-- Source text follows --

But from a loss and gain perspective it seems equivalent.

In both cases the site loses bandwidth for no gain due to your actions.

JCharante · on Feb 9, 2021

> causing a large number of people to click through and download the page using large amounts of bandwidth (for no monetary gain to the site)

The difference here is that while a lot of users use adblock, there are some that don't. These users can still see the ads. Additionally even though it's a small website, it may lead to new readers that stick around or the content itself may even be sponsored.

The equivilent to hot linking a picture would be like taking the content of a blog post without really linking to the source, because there's no chance of conversions there. If you're linking to the site itself then there's a reasonable chance that users can convert.

So I suggest that it's theft just because the chances of readers being converted is nil while you're using their bandwidth.

jjk166 · on Feb 10, 2021

Let's say I own a restaurant. Someone comes in and wants a panini. I don't have a panini press, but the restaurant next door does.

-- Source text concluded --
-- Exercise data follows --

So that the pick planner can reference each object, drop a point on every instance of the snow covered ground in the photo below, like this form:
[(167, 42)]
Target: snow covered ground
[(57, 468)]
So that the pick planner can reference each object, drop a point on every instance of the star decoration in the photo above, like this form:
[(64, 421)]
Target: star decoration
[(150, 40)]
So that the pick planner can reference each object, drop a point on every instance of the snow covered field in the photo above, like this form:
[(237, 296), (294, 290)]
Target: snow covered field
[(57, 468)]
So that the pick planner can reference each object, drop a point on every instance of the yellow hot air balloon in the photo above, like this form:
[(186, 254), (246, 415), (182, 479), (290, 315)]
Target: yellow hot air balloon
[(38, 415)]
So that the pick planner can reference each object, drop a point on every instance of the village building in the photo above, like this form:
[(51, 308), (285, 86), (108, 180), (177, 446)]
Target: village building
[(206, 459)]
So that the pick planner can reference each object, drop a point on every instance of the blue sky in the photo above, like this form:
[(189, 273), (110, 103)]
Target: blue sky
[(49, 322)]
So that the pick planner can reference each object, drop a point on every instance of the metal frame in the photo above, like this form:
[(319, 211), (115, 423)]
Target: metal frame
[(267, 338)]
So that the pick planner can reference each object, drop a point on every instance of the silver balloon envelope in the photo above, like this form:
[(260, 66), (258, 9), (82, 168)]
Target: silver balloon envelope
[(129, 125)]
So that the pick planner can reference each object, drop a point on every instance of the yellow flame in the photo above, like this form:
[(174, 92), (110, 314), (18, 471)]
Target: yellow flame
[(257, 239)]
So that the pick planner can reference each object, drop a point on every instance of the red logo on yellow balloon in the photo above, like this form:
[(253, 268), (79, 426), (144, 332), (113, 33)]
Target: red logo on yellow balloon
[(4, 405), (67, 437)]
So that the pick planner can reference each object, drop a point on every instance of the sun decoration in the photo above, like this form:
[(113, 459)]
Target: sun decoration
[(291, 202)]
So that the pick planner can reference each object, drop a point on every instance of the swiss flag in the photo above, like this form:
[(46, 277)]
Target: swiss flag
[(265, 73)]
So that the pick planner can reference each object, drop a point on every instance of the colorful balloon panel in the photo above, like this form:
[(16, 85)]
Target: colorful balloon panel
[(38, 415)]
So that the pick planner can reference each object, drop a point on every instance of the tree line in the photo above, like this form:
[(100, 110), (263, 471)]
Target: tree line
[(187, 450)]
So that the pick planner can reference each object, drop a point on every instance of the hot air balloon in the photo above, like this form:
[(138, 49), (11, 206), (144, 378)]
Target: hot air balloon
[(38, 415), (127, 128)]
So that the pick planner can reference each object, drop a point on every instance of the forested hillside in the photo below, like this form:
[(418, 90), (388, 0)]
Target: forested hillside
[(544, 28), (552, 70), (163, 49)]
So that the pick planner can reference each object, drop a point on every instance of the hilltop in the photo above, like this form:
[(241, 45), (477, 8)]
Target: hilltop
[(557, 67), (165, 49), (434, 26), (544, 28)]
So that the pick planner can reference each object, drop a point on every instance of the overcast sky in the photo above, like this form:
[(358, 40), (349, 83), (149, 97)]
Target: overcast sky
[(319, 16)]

-- Exercise data concluded --

> _Work required_
Transcribe the part of the forum thread on hotlinking and bandwidth between "The difference here" and "users can convert.", inclusive.

> _Solved problem_
The difference here is that while a lot of users use adblock, there are some that don't. These users can still see the ads. Additionally even though it's a small website, it may lead to new readers that stick around or the content itself may even be sponsored.

The equivilent to hot linking a picture would be like taking the content of a blog post without really linking to the source, because there's no chance of conversions there. If you're linking to the site itself then there's a reasonable chance that users can convert.